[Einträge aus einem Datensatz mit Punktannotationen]

* * * * *

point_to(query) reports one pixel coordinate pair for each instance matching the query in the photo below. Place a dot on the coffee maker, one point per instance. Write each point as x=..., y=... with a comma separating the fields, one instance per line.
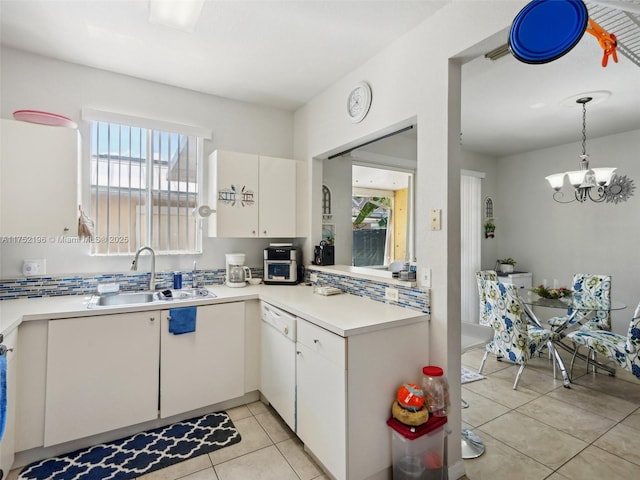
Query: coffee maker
x=237, y=273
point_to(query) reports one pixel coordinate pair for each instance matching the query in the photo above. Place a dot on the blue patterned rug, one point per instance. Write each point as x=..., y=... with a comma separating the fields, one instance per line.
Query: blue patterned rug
x=142, y=453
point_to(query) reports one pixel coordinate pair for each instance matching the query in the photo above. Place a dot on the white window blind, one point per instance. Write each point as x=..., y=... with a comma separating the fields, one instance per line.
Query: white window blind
x=470, y=242
x=144, y=187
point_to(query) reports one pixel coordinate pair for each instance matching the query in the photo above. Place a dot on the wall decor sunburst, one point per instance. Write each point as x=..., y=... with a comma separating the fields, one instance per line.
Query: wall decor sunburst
x=619, y=189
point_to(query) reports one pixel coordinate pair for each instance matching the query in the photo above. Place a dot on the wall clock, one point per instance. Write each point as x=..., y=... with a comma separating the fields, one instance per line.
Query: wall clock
x=358, y=102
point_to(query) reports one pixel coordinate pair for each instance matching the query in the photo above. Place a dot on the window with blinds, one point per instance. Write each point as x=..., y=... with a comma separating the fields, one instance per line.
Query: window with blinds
x=144, y=187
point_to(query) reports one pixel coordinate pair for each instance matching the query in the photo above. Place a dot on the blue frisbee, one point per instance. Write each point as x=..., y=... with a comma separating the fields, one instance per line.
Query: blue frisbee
x=545, y=30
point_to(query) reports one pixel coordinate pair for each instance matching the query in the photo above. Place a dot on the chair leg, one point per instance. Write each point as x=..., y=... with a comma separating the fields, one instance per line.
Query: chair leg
x=515, y=384
x=484, y=359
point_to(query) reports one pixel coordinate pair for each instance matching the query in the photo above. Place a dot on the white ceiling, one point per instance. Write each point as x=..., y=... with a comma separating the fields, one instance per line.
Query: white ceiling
x=284, y=53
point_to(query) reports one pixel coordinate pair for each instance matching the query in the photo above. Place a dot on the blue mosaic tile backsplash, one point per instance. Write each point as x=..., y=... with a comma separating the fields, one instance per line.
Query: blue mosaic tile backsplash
x=408, y=297
x=51, y=286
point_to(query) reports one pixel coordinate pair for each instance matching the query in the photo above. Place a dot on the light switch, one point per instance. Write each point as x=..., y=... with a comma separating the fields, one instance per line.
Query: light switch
x=436, y=215
x=425, y=278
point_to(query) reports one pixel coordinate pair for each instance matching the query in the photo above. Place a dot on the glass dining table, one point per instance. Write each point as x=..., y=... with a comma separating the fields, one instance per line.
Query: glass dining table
x=569, y=305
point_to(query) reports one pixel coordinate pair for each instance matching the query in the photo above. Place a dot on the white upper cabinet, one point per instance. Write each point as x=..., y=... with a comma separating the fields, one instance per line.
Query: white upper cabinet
x=38, y=170
x=254, y=196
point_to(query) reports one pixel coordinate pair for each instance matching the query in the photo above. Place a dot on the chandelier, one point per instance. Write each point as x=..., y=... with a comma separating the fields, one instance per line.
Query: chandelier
x=595, y=184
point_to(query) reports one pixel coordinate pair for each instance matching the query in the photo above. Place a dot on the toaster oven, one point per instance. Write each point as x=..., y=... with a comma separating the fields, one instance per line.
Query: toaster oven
x=281, y=265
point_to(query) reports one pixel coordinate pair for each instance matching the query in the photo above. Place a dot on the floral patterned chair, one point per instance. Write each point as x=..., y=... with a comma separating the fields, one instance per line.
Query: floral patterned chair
x=625, y=351
x=588, y=289
x=514, y=338
x=481, y=279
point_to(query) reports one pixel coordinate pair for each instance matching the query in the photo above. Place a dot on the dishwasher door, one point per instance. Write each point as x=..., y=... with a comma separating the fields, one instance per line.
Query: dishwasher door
x=278, y=361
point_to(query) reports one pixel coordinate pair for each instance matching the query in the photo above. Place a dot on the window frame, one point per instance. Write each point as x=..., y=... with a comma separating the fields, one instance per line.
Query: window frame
x=85, y=182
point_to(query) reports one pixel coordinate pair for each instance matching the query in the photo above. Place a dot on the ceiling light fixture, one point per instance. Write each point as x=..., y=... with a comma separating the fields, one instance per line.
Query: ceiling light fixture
x=180, y=14
x=595, y=184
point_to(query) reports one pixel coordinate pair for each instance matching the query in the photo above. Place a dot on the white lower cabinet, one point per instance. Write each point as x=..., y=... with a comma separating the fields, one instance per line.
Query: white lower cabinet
x=205, y=367
x=102, y=374
x=321, y=396
x=345, y=387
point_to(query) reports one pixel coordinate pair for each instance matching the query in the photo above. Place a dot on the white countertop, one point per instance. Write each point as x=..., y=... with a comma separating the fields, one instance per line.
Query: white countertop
x=342, y=314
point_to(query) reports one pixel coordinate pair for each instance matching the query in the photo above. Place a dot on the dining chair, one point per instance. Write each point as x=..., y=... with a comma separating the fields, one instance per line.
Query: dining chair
x=625, y=351
x=514, y=338
x=481, y=279
x=589, y=290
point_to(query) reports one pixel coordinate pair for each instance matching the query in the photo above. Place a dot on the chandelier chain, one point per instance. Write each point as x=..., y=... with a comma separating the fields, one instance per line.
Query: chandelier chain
x=584, y=130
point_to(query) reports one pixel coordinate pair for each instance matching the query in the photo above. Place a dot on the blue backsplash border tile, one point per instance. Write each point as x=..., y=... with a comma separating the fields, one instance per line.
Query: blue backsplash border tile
x=53, y=286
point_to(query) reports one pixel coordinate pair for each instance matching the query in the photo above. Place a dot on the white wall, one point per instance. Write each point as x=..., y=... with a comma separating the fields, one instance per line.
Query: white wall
x=33, y=82
x=488, y=165
x=413, y=81
x=554, y=240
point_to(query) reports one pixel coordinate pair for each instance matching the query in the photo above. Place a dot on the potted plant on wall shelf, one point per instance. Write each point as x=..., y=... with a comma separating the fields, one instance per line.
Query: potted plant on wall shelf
x=506, y=264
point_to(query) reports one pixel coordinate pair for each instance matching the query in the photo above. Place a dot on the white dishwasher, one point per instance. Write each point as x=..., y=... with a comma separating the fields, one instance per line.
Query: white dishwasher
x=278, y=361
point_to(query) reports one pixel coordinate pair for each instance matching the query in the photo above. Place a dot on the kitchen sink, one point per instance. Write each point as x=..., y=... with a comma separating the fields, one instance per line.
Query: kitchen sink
x=135, y=298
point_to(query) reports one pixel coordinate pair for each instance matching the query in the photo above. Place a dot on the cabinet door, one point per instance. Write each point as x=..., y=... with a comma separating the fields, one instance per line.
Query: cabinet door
x=102, y=374
x=277, y=197
x=204, y=367
x=234, y=193
x=321, y=396
x=39, y=165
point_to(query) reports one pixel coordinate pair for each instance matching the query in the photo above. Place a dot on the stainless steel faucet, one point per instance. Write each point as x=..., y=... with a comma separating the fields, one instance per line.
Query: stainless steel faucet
x=194, y=276
x=134, y=266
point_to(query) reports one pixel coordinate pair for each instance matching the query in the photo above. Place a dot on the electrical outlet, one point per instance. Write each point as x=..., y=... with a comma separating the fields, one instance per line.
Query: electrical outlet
x=425, y=278
x=34, y=267
x=391, y=294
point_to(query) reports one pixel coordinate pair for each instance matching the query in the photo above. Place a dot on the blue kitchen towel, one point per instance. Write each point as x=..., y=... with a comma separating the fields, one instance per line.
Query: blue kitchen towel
x=3, y=394
x=182, y=320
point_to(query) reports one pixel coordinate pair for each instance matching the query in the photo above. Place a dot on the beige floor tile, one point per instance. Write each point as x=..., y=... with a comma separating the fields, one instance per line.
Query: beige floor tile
x=500, y=390
x=481, y=409
x=275, y=427
x=557, y=476
x=633, y=420
x=537, y=377
x=500, y=462
x=208, y=474
x=596, y=464
x=300, y=461
x=602, y=382
x=265, y=464
x=579, y=423
x=472, y=360
x=543, y=443
x=600, y=403
x=622, y=441
x=181, y=469
x=253, y=438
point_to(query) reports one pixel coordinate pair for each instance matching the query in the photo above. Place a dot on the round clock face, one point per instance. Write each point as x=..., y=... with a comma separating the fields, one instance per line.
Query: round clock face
x=359, y=101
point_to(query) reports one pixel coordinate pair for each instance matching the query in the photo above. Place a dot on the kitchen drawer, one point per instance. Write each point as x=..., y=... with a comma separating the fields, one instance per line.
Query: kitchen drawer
x=327, y=344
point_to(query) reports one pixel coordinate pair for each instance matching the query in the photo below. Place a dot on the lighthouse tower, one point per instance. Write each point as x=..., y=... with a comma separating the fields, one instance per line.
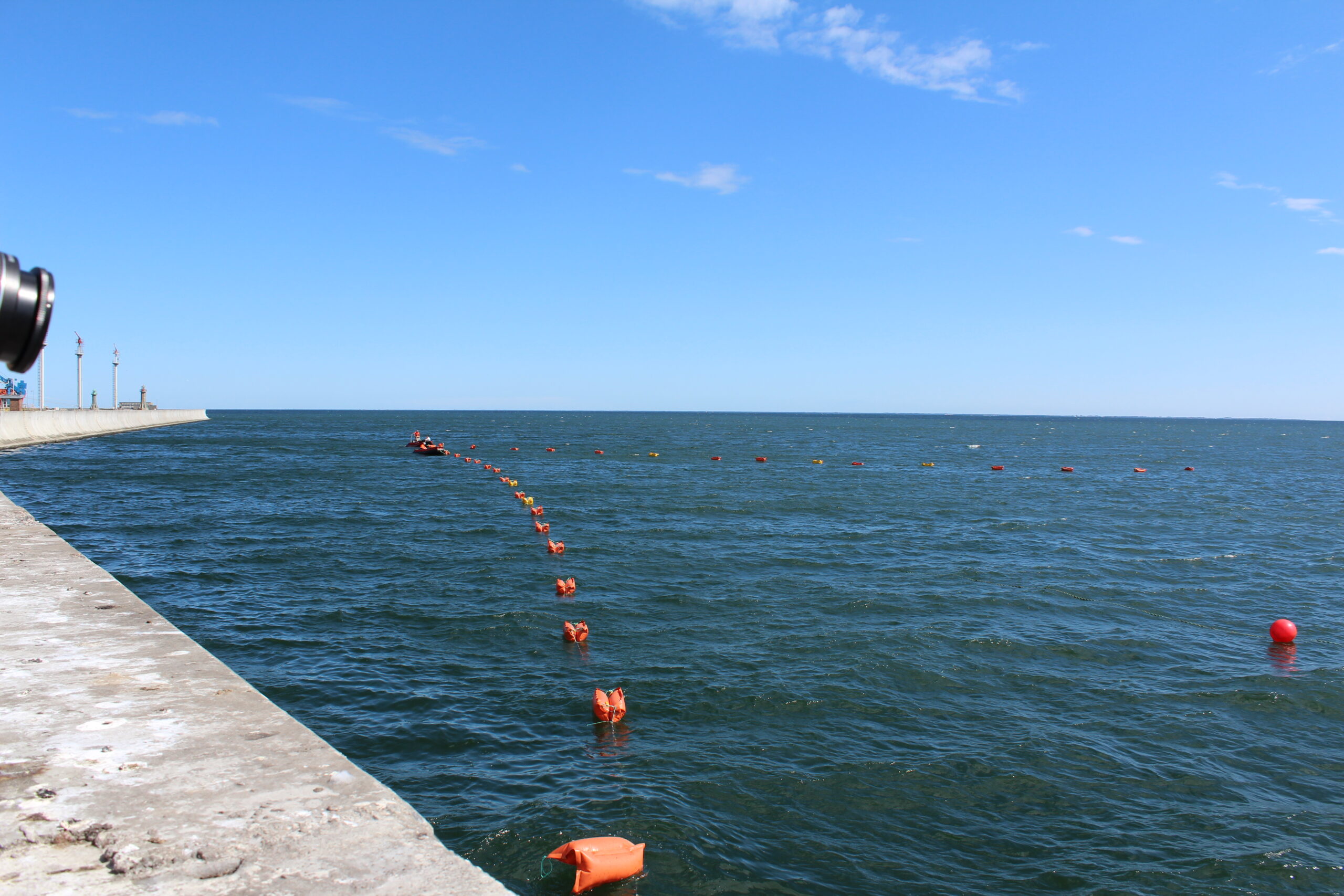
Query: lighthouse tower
x=80, y=370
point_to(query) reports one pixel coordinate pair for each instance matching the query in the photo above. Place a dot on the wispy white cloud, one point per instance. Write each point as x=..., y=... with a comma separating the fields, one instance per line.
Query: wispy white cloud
x=429, y=143
x=179, y=119
x=90, y=113
x=409, y=136
x=842, y=33
x=1294, y=203
x=742, y=23
x=324, y=105
x=1306, y=205
x=723, y=179
x=1300, y=56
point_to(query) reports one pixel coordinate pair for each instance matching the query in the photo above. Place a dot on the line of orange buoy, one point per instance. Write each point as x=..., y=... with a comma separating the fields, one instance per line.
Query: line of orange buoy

* * * * *

Bearbeite den Abschnitt vom Beginn der Daten bis einschließlich der Zeile mit „x=545, y=30“, indem du „wall clock“ durch „pendulum clock“ ersetzt und alles Übrige unverändert lässt. Gib nur diesen Abschnitt aus und lass die Bilder dabei weg.

point_to(query) reports one pixel coordinate pair for each instance matching the query in the photo below. Place a dot on the coffee maker, one point per instance. Write each point as x=..., y=... with a comma separating the fields, one instance per line.
Query: coffee maker
x=237, y=273
point_to(query) reports one pixel coordinate pair for each instance matching the query in the photo above. Place a dot on the blue patterned rug, one point per instance. Write each point as x=..., y=... with a comma separating the fields, one instance per line.
Query: blue patterned rug
x=142, y=453
point_to(query) reports one pixel coordinate pair for each instance matching the query in the photo above. Place a dot on the white window blind, one point per instance. Write each point as x=..., y=... with a comma separating the fields, one instance per line.
Query: white window blind
x=470, y=242
x=144, y=187
point_to(query) reports one pixel coordinate pair for each instance matching the query in the photo above. Place a dot on the wall decor sunburst, one point per instance. Write each point as x=..., y=... with a comma separating the fields, one instance per line.
Query: wall decor sunburst
x=619, y=189
point_to(query) reports one pixel coordinate pair for each instance matching the query in the photo above. Place a dot on the pendulum clock, one point per instance. Write each point as x=..., y=... with a comma separating the fields, one instance per line.
Query: pendulum clock
x=358, y=102
point_to(query) reports one pixel coordinate pair for each instance matching the query in the photo above. Place a dot on the window with blinds, one point per instance. Write each point as x=..., y=... with a comma separating the fields, one instance per line.
Query: window with blinds
x=144, y=187
point_to(query) reports one pixel coordinate pair for each instance matching the query in the photo above. Place a dot on the blue frisbee, one point per instance. Write each point as x=..., y=... with a comma separating the fields, one instance per line.
Query: blue frisbee
x=545, y=30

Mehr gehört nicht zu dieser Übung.